## Exercise directions
The records are to be copied from the line that contains "Can you find the stone" through their last line, word for word, with every picture left out.

## Data extracts
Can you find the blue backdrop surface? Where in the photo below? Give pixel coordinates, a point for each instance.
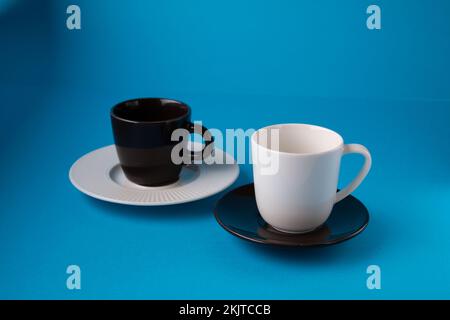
(239, 64)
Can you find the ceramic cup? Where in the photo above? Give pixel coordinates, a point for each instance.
(296, 170)
(143, 130)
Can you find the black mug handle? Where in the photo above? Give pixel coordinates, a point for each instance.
(207, 137)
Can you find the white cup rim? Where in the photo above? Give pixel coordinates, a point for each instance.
(339, 145)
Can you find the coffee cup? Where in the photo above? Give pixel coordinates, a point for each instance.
(143, 129)
(296, 171)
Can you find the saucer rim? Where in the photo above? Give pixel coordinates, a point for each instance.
(144, 204)
(279, 243)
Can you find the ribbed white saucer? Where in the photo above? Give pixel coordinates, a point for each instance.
(99, 175)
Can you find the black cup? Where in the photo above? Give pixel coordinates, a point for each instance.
(143, 130)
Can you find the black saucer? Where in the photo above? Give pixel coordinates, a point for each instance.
(237, 213)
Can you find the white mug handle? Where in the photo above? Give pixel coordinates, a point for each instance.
(355, 148)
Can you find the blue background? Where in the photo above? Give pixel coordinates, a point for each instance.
(239, 64)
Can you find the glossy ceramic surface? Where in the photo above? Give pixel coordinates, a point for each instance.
(237, 213)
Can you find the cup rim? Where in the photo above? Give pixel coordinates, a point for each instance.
(297, 154)
(115, 116)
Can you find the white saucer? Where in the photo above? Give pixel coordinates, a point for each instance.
(99, 175)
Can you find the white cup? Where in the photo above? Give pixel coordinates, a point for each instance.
(296, 171)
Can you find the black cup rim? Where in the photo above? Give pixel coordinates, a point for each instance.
(113, 115)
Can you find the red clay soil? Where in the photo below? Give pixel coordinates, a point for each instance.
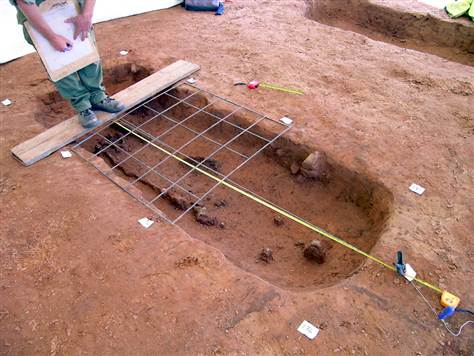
(79, 275)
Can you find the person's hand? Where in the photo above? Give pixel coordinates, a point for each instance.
(82, 25)
(60, 43)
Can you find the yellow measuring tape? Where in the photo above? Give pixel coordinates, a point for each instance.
(284, 213)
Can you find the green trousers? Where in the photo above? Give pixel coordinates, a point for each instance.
(82, 88)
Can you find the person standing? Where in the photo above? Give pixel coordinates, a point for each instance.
(83, 89)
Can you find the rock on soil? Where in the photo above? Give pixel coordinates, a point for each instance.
(317, 251)
(266, 255)
(316, 166)
(178, 200)
(294, 168)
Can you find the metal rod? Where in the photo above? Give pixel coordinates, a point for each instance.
(231, 102)
(197, 132)
(135, 108)
(148, 167)
(207, 158)
(228, 175)
(230, 123)
(190, 141)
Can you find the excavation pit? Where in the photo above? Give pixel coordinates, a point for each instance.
(407, 24)
(225, 139)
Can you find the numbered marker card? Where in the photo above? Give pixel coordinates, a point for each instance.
(61, 64)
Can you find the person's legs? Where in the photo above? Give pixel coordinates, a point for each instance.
(91, 78)
(73, 90)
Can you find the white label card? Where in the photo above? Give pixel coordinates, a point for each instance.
(145, 222)
(308, 330)
(415, 188)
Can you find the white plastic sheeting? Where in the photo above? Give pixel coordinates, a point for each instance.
(13, 44)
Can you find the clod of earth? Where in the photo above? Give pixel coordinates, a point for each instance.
(177, 200)
(220, 204)
(266, 255)
(187, 261)
(202, 217)
(300, 244)
(316, 166)
(278, 220)
(294, 168)
(317, 251)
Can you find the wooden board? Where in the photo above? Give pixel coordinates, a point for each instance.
(61, 64)
(67, 131)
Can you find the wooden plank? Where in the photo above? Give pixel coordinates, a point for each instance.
(67, 131)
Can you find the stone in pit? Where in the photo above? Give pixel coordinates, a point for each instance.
(317, 251)
(266, 255)
(316, 166)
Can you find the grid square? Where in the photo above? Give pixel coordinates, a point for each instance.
(172, 152)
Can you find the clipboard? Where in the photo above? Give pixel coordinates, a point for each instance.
(61, 64)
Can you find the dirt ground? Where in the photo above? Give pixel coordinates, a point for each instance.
(80, 276)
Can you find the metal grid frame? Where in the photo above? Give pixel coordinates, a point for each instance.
(152, 140)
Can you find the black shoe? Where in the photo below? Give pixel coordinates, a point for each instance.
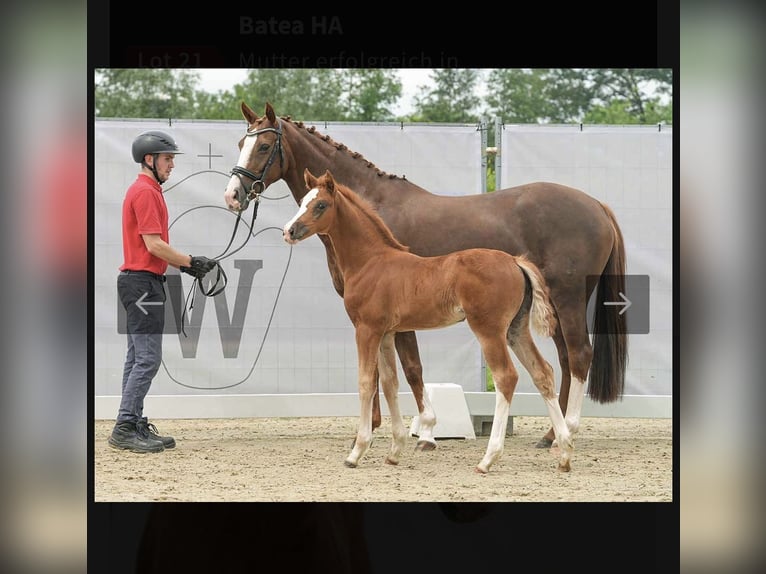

## Answer to this task
Can you find the stone in pit? Where in the photo above? Give pixel coordinates, a point for each instance.
(317, 251)
(266, 255)
(316, 166)
Can you find the grid square? Where in the photo above? Give pixel coordinates, a point for each instance.
(172, 152)
Can you find the clipboard? Where in the photo above? Give pixel coordinates, a point for each instance.
(61, 64)
Can you find the dirt ground? Where in the photo above? Give pixel coordinates, a point for each instance.
(80, 276)
Can you find the metal grid frame? Where in the photo above? Give pixel coordinates, a point for each instance.
(152, 140)
Can you find the black shoe? Where in the photo below? Give pixel coordinates, a point for each instance.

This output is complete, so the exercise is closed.